## PASSAGE SHOWN:
-.-.-

So here’s the truth. When you date someone “in a program,” you really don’t feel right about drinking. At all. And it makes a difference. Even if you don’t drink that much.
And God knows, you don’t dare have a toke.
With someone in recovery, it’s not like you can drop into a bar for a cold beer. Go out for a cocktail. Celebrate with a flute of champagne. Have a glass of wine with dinner. Or have beer with your hot dog at a ball game.
You just don’t feel like it. It seems…awkward.
It also doesn’t seem very grown up.
Ok, ok, I know I’m supposed to “get it” and understand that addiction is a disease, addicts are suffering, yadda yaddah yadda.
But fact is, I just don’t get it. I’m not an alcoholic or a drug addict. I quit smoking cold turkey. And it’s true that I like food more than I should, but I don’t believe it’a a disease –it’s my lack of willpower. And I can control it. Or not.
So, really, I DON’T get it. Nope. I don’t. And I don’t WANT to get it. Because I don’t want to be anywhere near that kind of life. Never did. Had he copped to it upfront I would never have dated him. Because I know for certain that I am a BAAAD match for men in recovery.

-.-.-

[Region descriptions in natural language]
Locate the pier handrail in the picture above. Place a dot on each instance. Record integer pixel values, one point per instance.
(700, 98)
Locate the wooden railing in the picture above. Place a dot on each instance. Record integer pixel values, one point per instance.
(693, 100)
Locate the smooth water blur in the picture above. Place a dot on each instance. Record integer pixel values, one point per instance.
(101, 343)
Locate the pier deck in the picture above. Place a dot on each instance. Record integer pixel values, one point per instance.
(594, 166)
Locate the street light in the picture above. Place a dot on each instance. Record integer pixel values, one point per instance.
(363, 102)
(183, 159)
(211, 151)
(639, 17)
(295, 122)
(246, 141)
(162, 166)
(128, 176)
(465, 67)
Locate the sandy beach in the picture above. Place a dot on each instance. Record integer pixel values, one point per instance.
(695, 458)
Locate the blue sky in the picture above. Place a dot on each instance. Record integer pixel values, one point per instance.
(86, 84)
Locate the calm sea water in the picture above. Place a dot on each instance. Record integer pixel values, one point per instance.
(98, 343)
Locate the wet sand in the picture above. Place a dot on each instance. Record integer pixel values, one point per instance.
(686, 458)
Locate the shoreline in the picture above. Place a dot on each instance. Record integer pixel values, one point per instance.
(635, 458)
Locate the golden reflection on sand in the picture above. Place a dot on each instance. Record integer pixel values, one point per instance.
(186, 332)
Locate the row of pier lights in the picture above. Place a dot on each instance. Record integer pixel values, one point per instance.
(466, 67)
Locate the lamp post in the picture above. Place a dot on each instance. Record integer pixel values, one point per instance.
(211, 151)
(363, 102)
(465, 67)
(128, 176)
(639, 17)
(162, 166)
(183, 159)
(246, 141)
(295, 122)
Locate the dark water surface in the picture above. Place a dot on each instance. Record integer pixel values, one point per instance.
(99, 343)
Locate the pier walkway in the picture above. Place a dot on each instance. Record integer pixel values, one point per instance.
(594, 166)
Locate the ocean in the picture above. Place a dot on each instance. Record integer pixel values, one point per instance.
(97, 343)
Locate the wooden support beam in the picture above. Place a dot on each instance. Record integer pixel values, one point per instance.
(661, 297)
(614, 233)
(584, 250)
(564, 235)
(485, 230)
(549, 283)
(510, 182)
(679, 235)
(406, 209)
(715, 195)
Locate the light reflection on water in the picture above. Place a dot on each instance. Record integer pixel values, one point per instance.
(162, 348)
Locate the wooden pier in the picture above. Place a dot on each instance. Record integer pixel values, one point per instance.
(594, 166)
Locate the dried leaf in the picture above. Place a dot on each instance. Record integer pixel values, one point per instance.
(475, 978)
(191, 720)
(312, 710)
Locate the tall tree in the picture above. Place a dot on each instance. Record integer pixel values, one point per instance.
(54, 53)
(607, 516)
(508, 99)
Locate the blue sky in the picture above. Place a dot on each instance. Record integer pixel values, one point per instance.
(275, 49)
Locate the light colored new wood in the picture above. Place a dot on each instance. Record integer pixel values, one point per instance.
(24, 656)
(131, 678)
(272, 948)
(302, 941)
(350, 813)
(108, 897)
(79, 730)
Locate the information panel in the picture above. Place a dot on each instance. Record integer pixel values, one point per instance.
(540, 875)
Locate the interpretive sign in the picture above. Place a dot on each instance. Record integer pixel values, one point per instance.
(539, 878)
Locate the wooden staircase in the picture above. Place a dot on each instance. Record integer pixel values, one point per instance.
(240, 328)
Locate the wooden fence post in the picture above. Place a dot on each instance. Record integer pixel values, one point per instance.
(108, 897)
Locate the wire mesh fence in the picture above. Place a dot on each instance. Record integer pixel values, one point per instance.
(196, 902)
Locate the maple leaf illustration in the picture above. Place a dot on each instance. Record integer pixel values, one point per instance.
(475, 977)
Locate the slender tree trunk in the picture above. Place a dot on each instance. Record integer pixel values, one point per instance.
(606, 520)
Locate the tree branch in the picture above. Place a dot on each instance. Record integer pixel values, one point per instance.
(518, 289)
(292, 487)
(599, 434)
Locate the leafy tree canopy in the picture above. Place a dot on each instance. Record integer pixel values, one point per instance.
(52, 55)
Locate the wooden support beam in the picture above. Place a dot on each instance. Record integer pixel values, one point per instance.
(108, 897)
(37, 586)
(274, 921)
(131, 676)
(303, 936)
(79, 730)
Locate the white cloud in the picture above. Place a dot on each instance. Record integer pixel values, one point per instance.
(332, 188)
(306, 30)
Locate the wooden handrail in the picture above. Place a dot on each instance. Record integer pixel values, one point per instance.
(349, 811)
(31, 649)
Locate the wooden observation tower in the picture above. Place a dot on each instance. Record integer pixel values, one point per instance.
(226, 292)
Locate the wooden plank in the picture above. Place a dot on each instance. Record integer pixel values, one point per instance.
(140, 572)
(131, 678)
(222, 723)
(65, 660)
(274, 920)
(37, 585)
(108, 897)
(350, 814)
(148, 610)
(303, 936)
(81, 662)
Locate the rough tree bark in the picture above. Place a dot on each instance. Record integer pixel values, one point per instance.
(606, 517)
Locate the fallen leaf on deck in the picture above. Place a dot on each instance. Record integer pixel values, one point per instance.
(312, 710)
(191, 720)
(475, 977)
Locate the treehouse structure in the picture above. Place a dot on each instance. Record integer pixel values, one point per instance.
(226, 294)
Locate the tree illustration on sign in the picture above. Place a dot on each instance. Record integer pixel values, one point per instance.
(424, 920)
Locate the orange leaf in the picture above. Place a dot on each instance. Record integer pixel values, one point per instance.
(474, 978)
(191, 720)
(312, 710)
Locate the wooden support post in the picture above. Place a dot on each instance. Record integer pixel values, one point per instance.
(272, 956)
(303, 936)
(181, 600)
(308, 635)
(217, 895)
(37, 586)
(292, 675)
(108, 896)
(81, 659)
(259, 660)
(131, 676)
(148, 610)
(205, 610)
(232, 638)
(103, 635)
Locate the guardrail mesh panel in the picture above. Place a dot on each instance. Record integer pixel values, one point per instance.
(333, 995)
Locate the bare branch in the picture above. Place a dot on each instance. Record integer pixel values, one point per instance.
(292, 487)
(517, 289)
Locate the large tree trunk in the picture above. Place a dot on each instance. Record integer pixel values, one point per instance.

-.-.-

## PROBLEM 1:
Can you transcribe the part of the post on dating someone in recovery starting with "You just don’t" and going on through "men in recovery."?
## PROBLEM 2:
How would you put this sentence from the post on dating someone in recovery into Spanish: "With someone in recovery, it’s not like you can drop into a bar for a cold beer."

## EXERCISE ANSWER 1:
You just don’t feel like it. It seems…awkward.
It also doesn’t seem very grown up.
Ok, ok, I know I’m supposed to “get it” and understand that addiction is a disease, addicts are suffering, yadda yaddah yadda.
But fact is, I just don’t get it. I’m not an alcoholic or a drug addict. I quit smoking cold turkey. And it’s true that I like food more than I should, but I don’t believe it’a a disease –it’s my lack of willpower. And I can control it. Or not.
So, really, I DON’T get it. Nope. I don’t. And I don’t WANT to get it. Because I don’t want to be anywhere near that kind of life. Never did. Had he copped to it upfront I would never have dated him. Because I know for certain that I am a BAAAD match for men in recovery.

## EXERCISE ANSWER 2:
Con alguien en recuperación, no es como si pudieras entrar a un bar a tomar una cerveza fría.